:: TASK DIRECTIONS ::
Turn every line of the items below into a Markdown table with two columns, Number and Content, giving each line its own numbered row and leaving out blank lines.
_____
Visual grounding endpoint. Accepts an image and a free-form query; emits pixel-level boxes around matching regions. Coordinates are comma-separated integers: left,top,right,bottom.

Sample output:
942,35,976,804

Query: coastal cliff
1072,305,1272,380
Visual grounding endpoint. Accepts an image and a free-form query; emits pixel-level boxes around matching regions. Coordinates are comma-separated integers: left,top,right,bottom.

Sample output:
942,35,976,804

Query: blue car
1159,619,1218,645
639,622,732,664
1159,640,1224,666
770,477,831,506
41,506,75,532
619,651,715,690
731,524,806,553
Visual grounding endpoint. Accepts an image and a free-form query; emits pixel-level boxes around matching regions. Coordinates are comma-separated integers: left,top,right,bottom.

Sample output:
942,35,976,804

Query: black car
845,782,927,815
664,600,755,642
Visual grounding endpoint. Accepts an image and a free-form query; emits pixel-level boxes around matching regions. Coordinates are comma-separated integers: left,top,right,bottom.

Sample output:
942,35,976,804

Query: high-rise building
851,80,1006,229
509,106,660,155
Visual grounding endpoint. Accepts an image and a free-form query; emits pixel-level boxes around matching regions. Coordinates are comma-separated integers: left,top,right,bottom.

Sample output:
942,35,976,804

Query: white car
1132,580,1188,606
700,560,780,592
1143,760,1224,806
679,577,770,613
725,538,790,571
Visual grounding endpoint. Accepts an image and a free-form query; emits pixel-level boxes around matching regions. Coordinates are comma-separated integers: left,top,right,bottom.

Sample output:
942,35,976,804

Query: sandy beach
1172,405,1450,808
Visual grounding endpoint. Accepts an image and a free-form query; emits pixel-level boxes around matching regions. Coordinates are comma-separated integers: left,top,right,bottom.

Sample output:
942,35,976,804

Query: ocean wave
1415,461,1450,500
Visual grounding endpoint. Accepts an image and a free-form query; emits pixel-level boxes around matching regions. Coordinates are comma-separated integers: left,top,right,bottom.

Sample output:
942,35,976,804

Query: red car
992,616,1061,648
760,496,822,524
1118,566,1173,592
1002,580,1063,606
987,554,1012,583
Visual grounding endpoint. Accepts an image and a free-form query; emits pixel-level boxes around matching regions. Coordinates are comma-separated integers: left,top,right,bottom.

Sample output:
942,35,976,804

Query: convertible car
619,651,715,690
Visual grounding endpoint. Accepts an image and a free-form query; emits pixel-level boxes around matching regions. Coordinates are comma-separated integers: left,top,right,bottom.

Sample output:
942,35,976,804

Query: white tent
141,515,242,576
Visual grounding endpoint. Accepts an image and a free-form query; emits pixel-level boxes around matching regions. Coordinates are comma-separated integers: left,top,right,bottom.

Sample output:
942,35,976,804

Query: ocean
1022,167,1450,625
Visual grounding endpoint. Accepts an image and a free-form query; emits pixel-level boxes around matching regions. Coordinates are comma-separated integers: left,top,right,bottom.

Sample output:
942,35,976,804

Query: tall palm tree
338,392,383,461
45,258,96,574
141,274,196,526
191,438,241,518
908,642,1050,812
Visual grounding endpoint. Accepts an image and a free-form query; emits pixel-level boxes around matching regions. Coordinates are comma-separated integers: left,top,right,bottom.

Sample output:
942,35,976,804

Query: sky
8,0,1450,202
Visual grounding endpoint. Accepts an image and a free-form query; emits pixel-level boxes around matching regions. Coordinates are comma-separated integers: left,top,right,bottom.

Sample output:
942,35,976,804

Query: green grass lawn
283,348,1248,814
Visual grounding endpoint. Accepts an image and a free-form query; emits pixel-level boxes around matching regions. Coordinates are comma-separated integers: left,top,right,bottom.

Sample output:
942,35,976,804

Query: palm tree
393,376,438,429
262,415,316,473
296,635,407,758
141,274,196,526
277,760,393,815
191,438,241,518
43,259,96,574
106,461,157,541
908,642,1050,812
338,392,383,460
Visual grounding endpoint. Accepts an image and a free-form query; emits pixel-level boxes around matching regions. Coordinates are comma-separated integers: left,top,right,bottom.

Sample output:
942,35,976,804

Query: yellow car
_____
:: ANSWER ::
| Number | Content |
|---|---|
| 1 | Visual grounding endpoint. Accepts an image and a free-form query; emits pixel-level boxes around matching regions. Coordinates are comma-separated integers: left,top,right,bottom. |
| 2 | Sample output: |
| 3 | 942,35,976,804 |
| 4 | Query: coastal cliff |
| 5 | 1072,305,1272,380 |
| 6 | Visual grounding endpoint. Accepts an image and a free-form query; emits pixel-level boxes around matching regions. Coordinates are comma-separated integers: left,top,right,bottom. |
| 7 | Sample output: |
| 8 | 942,35,976,804 |
| 9 | Query: blue car |
| 10 | 1159,619,1218,645 |
| 11 | 639,622,732,664 |
| 12 | 1159,640,1224,666 |
| 13 | 770,477,831,506 |
| 14 | 41,506,75,532 |
| 15 | 619,651,715,690 |
| 16 | 731,524,806,553 |
| 17 | Visual grounding endpoint. Accepts an image and a free-form query; emits pixel-level boxes around matching regions. Coordinates are comma-separated integers: left,top,right,bottom. |
| 18 | Sample output: |
| 19 | 942,35,976,804 |
| 20 | Query: black car |
| 21 | 845,782,927,815 |
| 22 | 664,600,755,642 |
| 23 | Visual grounding endpoint. Accepts an image and a free-form query; emits pixel-level boxes around matching regions. Coordinates are comma-separated integers: left,top,right,bottom. |
| 24 | Sample output: |
| 25 | 942,35,976,804 |
| 26 | Query: high-rise building |
| 27 | 851,80,1006,229 |
| 28 | 509,106,660,155 |
| 29 | Visual grounding endpoint. Accepts an image and a free-form query; emits pixel-level boxes around matching regions. Coordinates are comma-separated integers: left,top,right,bottom. |
| 30 | Sample output: |
| 31 | 942,35,976,804 |
| 32 | Query: white car |
| 33 | 1132,580,1188,606 |
| 34 | 700,560,780,592 |
| 35 | 1143,760,1224,806 |
| 36 | 679,577,770,613 |
| 37 | 725,538,790,571 |
| 38 | Visual grounding endpoint. Accepts an image and a free-form query; emits pixel-level boxes around matching regions. Coordinates are comma-separated integers: left,top,right,bottom. |
| 39 | Sample output: |
| 40 | 942,35,976,804 |
| 41 | Query: sandy beach |
| 42 | 1172,405,1450,808 |
| 43 | Visual grounding endpoint. Accepts an image and a free-form query; emits pixel-level boxes around matching regions. Coordinates are comma-separated integers: left,top,right,bottom. |
| 44 | Sample output: |
| 45 | 942,35,976,804 |
| 46 | Query: ocean wave |
| 47 | 1415,461,1450,500 |
| 48 | Visual grounding endpoint. Accepts an image and a free-form query; emits pixel-level boxes around matching regions. Coordinates are comma-separated integers: left,top,right,bottom. |
| 49 | Sample output: |
| 50 | 942,35,976,804 |
| 51 | Query: red car |
| 52 | 992,616,1061,648 |
| 53 | 760,496,822,524 |
| 54 | 1118,566,1173,592 |
| 55 | 1002,580,1063,606 |
| 56 | 987,554,1012,583 |
| 57 | Visual grounding endpoint. Accepts an image and a free-form query; emits pixel-level boxes around matching regions. Coordinates are comma-separated integers: left,top,right,bottom. |
| 58 | Sample output: |
| 59 | 942,35,976,804 |
| 60 | Query: convertible car |
| 61 | 619,651,715,690 |
| 62 | Visual grounding endpoint. Accepts an image and a free-form query; emits pixel-level boxes around matching regions. Coordinates are comma-separated integers: left,top,right,bottom. |
| 63 | Sample output: |
| 64 | 942,35,976,804 |
| 65 | Query: white tent |
| 66 | 141,515,242,576 |
| 67 | Visual grounding endpoint. Accepts an image and a free-form query; emits pixel-level boxes around matching regions. Coordinates are comma-separated integers: left,top,right,bottom. |
| 68 | Sample output: |
| 69 | 942,35,976,804 |
| 70 | Query: ocean |
| 71 | 1022,167,1450,625 |
| 72 | Visual grounding endpoint. Accepts an image and a free-form query; emits pixel-level boxes around matching regions. Coordinates are comma-separated integers: left,top,right,bottom. |
| 73 | Sample output: |
| 74 | 942,35,976,804 |
| 75 | Query: tall palm tree |
| 76 | 338,392,383,461 |
| 77 | 45,258,96,574 |
| 78 | 141,274,196,526 |
| 79 | 191,438,241,518 |
| 80 | 908,642,1050,812 |
| 81 | Visual grounding endpoint. Accepts an image and a free-form query; emits pixel-level boxes around matching regions. Coordinates are comma-separated integers: left,top,right,bottom. |
| 82 | Sample output: |
| 83 | 942,35,976,804 |
| 84 | Query: sky |
| 85 | 8,0,1450,202 |
| 86 | Visual grounding endpoint. Accepts an image and a free-form query; emits pixel-level boxes around matching regions. Coordinates are comma-separated integers: left,top,right,bottom. |
| 87 | Sample output: |
| 88 | 942,35,976,804 |
| 89 | Query: green grass lawn |
| 90 | 283,348,1248,814 |
| 91 | Visual grounding endpoint. Accepts an image and a free-form query; emits pixel-level boxes around matching regions. Coordinates are comma-separated integers: left,top,right,bottom. |
| 92 | Sample output: |
| 93 | 942,35,976,804 |
| 94 | Query: palm tree |
| 95 | 393,376,438,429 |
| 96 | 262,415,316,473 |
| 97 | 296,635,407,758 |
| 98 | 141,274,196,526 |
| 99 | 277,760,393,815 |
| 100 | 191,438,241,518 |
| 101 | 43,259,96,574 |
| 102 | 106,461,157,541 |
| 103 | 908,642,1050,812 |
| 104 | 338,392,383,460 |
| 105 | Visual grounding endpoint. Accepts an image and a free-form query; emits pixel-level boxes around matching regions. Coordinates are comma-separated integers: left,top,right,bottom. |
| 106 | Sample output: |
| 107 | 942,35,976,804 |
| 108 | Query: yellow car |